**Text excerpt**.

•••••

Forty years before they had been numbered, after they left Egypt and began their wilderness journey. Now there was not one left of those who had been numbered at the beginning — except Joshua and Caleb. All that generation died, according to the word of the Lord, because they despised the pleasant land.
But His government goes on in our lives just the same. Like the two rails of the railway, His grace and government run on together, side by side. This ought to be a sobering thought to our minds. We read of some here, like Dathan and Abiram, who were “famous in the congregation,” but they did not escape the government of God, for He is “no respecter of persons.”
It is a solemn as well as a blessed thing to have to do with the living God, and how needful it is for us to have low thoughts of ourselves, to be constantly before Him in self-judgment. May the Lord keep us with our eyes upon Himself, our blessed Object in heaven and find in His Word guidance and comfort for our wilderness journey.
God makes special mention here of Korah and his company, “when they strove against the Lord: and the earth opened her mouth, and swallowed them up together, with Korah, when that company died, what time the fire devoured the two hundred and fifty men:... notwithstanding the children of Korah died not.” vv. 10,11.

•••••

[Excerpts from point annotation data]
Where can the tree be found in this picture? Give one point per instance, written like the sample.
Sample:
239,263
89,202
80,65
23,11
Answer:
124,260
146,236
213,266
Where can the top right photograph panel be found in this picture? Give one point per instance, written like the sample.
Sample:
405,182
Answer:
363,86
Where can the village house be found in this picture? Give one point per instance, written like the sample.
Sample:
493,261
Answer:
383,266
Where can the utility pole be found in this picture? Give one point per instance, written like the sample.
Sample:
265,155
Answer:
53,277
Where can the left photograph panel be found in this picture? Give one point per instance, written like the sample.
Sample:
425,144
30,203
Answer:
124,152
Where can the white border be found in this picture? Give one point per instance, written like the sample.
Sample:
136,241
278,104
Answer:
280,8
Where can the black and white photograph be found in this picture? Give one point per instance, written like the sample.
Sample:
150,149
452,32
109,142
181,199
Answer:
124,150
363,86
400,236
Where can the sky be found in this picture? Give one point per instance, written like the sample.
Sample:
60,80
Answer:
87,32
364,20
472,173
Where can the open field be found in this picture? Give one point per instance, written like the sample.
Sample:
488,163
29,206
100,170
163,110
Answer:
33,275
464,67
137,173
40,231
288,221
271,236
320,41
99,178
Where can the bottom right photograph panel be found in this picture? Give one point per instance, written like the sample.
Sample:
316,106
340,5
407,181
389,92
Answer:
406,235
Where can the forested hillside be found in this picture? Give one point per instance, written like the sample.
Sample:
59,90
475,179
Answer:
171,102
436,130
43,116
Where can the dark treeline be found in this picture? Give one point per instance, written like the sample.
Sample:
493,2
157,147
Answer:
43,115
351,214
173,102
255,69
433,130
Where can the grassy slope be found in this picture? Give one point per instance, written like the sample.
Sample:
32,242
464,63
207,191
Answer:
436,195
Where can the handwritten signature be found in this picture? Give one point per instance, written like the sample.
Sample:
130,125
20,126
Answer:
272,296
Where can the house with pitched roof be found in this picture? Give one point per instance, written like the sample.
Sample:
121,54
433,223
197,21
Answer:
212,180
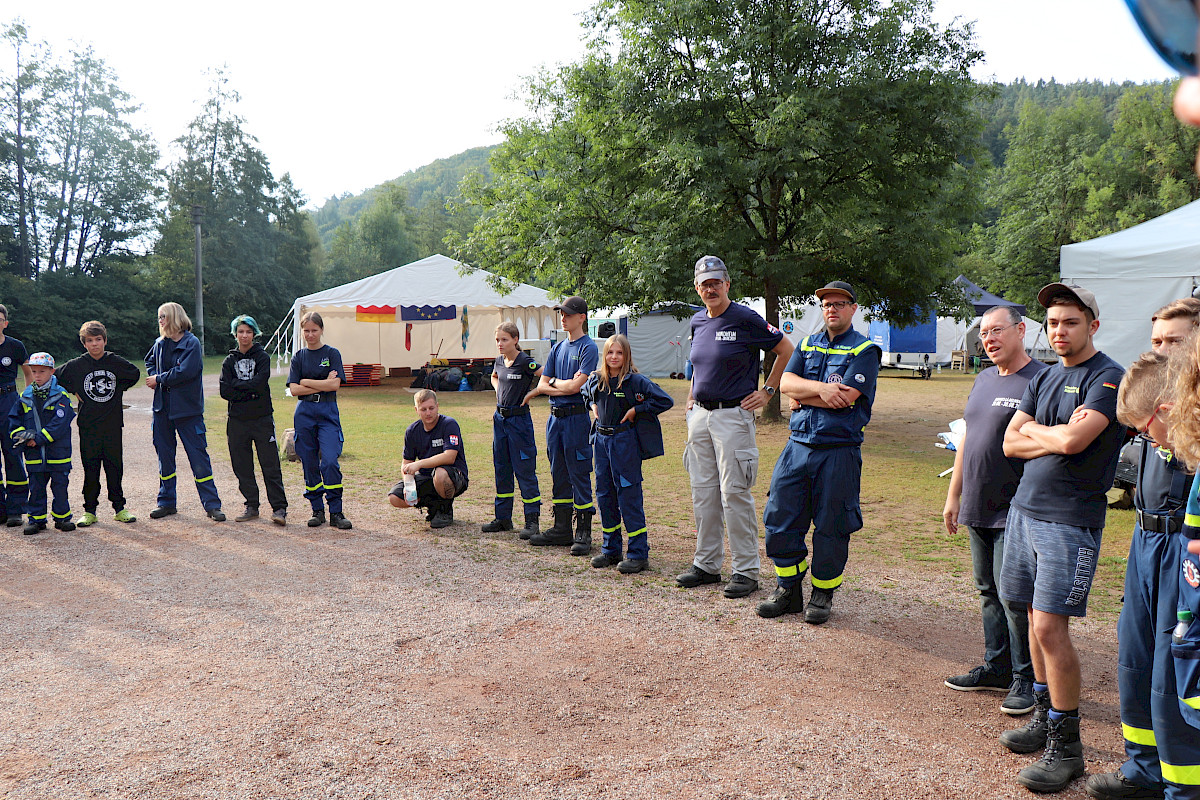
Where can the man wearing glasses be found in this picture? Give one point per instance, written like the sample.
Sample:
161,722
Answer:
831,379
982,486
1066,429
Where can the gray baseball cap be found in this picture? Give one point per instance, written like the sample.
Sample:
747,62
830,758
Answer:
708,268
1083,295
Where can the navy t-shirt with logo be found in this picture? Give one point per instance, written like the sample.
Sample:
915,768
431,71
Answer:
989,476
568,358
445,435
12,355
514,382
1069,489
725,353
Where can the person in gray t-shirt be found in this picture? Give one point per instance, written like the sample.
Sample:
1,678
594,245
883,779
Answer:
982,486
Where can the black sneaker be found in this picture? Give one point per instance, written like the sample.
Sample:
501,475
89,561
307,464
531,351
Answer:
820,606
785,600
697,577
1032,737
1020,697
1115,786
984,679
741,587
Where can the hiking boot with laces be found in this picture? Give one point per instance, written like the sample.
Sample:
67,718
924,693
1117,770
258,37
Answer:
1062,761
1032,737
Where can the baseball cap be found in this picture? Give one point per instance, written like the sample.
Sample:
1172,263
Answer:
840,287
1053,290
708,268
575,305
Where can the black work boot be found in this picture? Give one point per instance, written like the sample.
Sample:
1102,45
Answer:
1032,737
532,527
559,535
1062,761
582,545
785,600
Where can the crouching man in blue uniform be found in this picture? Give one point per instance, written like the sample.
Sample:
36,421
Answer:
40,425
831,379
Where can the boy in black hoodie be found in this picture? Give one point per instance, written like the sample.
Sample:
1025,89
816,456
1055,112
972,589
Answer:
99,379
244,383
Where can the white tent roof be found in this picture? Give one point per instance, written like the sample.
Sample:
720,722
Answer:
432,281
1133,274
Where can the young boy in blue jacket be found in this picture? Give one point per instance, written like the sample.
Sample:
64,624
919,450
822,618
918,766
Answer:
40,425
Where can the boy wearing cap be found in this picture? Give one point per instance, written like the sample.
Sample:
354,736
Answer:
1067,431
41,426
831,379
16,483
251,423
568,431
100,379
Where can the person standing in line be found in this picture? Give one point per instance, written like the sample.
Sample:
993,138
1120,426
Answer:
16,481
514,447
721,456
313,380
245,377
623,401
100,379
832,378
982,487
1067,432
567,370
175,373
41,426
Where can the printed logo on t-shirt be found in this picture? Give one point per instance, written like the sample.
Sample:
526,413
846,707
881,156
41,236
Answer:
100,386
1192,575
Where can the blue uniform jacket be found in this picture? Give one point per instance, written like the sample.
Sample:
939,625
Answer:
179,367
52,452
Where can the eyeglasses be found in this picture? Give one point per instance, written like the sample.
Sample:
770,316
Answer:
994,331
1171,28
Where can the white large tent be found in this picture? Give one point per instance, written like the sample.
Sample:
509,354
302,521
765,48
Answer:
1133,274
364,318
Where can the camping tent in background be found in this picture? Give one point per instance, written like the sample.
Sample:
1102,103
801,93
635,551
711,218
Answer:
401,318
1133,274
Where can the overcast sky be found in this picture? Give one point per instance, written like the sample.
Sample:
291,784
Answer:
348,94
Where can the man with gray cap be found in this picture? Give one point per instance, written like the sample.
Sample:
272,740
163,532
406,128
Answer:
567,370
831,380
1066,428
721,456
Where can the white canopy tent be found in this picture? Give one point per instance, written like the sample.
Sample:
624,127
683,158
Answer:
1133,274
359,324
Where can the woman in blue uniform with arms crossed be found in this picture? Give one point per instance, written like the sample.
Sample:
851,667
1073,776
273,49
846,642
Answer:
313,380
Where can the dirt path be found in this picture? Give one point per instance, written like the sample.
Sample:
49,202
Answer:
185,659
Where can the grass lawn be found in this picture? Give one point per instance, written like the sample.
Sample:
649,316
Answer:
903,539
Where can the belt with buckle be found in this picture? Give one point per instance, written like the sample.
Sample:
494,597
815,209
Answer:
712,405
1156,523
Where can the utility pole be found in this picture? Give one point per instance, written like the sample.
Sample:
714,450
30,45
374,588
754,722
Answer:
198,323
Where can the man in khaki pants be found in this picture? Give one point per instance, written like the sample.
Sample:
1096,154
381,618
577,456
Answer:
721,456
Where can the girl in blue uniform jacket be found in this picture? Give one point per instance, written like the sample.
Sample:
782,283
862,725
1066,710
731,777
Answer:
175,371
619,396
40,428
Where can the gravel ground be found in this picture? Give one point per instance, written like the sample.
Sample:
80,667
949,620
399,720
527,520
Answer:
187,659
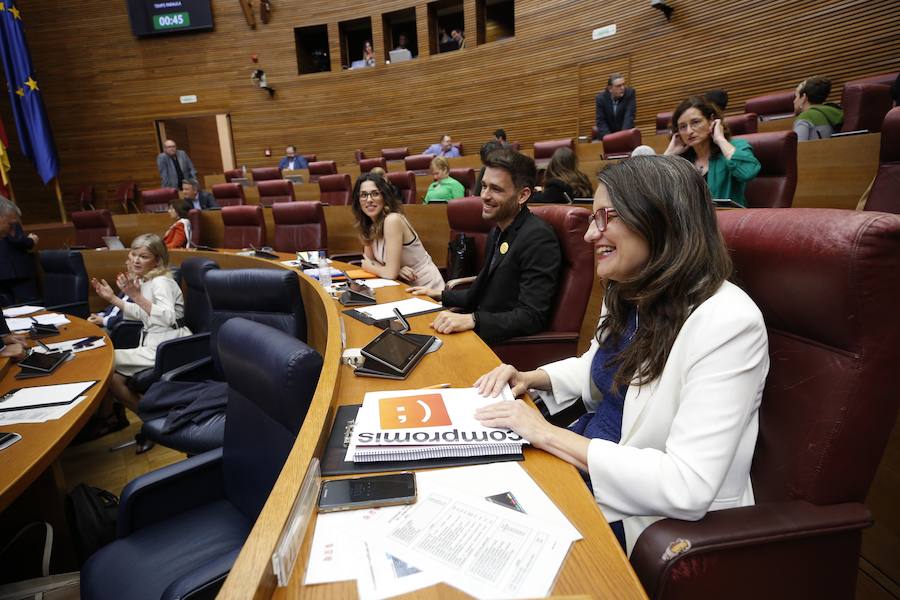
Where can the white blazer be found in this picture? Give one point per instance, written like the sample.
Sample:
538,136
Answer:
688,436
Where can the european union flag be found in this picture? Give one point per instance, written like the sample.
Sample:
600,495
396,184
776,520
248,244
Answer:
25,95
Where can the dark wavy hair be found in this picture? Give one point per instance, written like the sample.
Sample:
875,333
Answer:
368,229
666,201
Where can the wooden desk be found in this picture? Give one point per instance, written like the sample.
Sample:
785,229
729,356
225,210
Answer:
41,443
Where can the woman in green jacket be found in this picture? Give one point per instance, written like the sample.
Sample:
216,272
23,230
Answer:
701,137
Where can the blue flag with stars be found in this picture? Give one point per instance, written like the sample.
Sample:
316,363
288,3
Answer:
25,95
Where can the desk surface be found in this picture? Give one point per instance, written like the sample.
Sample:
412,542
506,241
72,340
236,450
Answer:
41,443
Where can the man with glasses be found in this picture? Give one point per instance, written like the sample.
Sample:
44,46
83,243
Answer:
516,288
174,166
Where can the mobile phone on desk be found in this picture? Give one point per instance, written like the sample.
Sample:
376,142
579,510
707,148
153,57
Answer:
368,492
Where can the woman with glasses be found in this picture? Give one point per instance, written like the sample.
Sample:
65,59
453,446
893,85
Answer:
673,378
701,136
391,247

•••••

**Requests**.
A - Answer these questions from the wilderness passage:
(i) Which two people were still left of those numbered at the beginning?
(ii) What image is used for His grace and government running on together?
(iii) How many men did the fire devour?
B - Return the wilderness passage word for word from "But His government" to "our wilderness journey.".
C - Resume the wilderness passage after its final sentence, keeping to its tone and subject.

**The responses**.
A -
(i) Joshua and Caleb
(ii) The two rails of the railway
(iii) Two hundred and fifty

B -
But His government goes on in our lives just the same. Like the two rails of the railway, His grace and government run on together, side by side. This ought to be a sobering thought to our minds. We read of some here, like Dathan and Abiram, who were “famous in the congregation,” but they did not escape the government of God, for He is “no respecter of persons.”
It is a solemn as well as a blessed thing to have to do with the living God, and how needful it is for us to have low thoughts of ourselves, to be constantly before Him in self-judgment. May the Lord keep us with our eyes upon Himself, our blessed Object in heaven and find in His Word guidance and comfort for our wilderness journey.

C -
Here we have one of those wonderful instances of the precious grace of God triumphing in the midst of the most solemn scenes of judgment. “The children of Korah” were spared. Their father was the ringleader and organizer in that rebellion which brought down fearful judgment from God. But the same hand that dealt the awful blow, when the earth opened her mouth and the guilty rebels went down alive into the pit, reached out and saved the children from destruction. How precious to see the honored place these very children or descendants of Korah have in Israel’s history for they took part in “the service of song,” and a number of Psalms are inscribed. “To the sons of Korah.” What grace they have to sing about! Well might they praise the Lord! And we who know a more wonderful deliverance and salvation, what grace we have to sing about, unto Him who has redeemed us by the blood of His own dear Son, to Him, “the God of all grace.”
This numbering of the people again tells of God’s love and personal interest in each one of His own. That love was unchanged in spite of all His people’s failures during those forty years in the wilderness. “Having loved His own which were in the world He loved them unto the end”, so we read in John 13:1. May we enter into and enjoy His love more, dear young Christian, during this “little while” we wait for Him.